# Exercise prompt
Count the lines in the listing below that contain the string "Target", matching case exactly, and give only the number.

# Provided information
________________________________________

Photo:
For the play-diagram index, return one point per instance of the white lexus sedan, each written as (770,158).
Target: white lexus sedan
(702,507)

________________________________________

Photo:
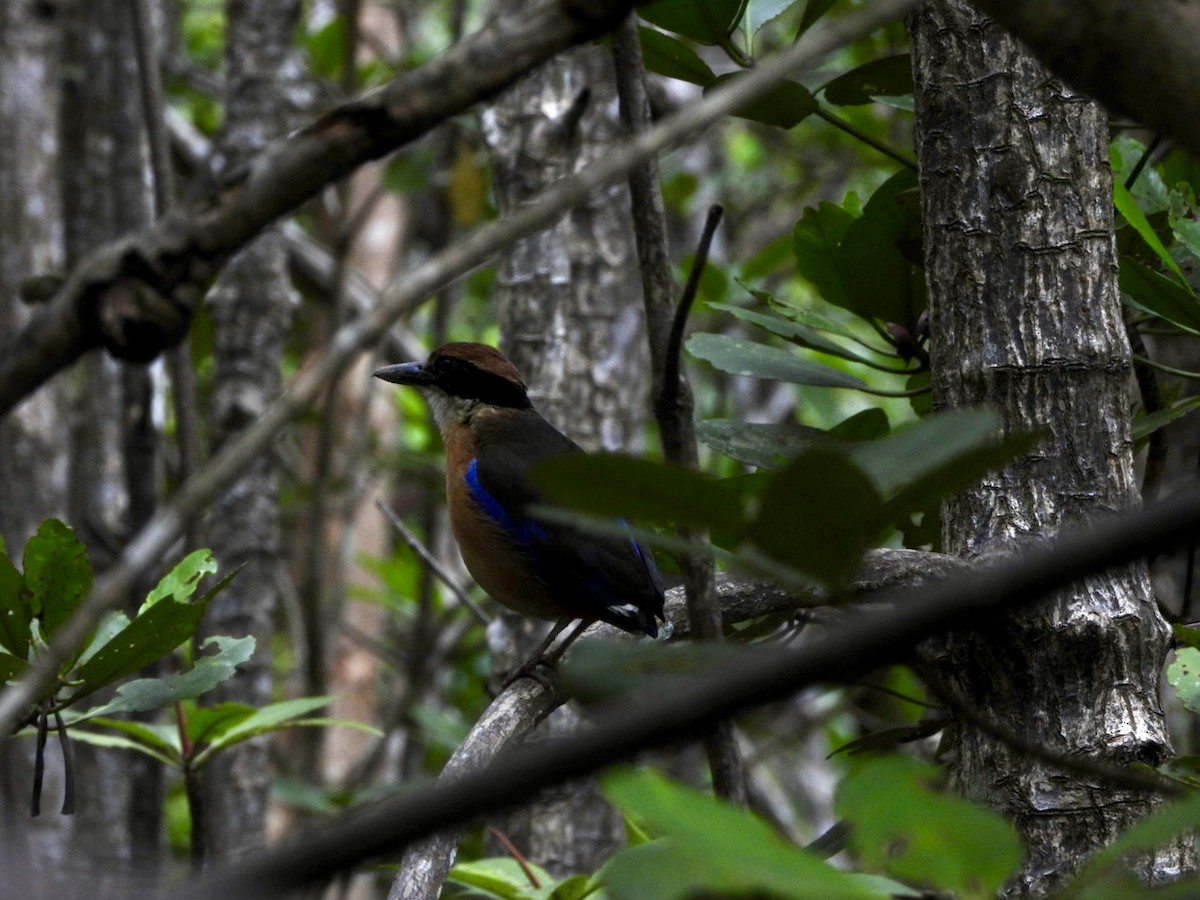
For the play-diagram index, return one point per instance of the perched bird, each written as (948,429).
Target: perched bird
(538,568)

________________________________________

# Final result
2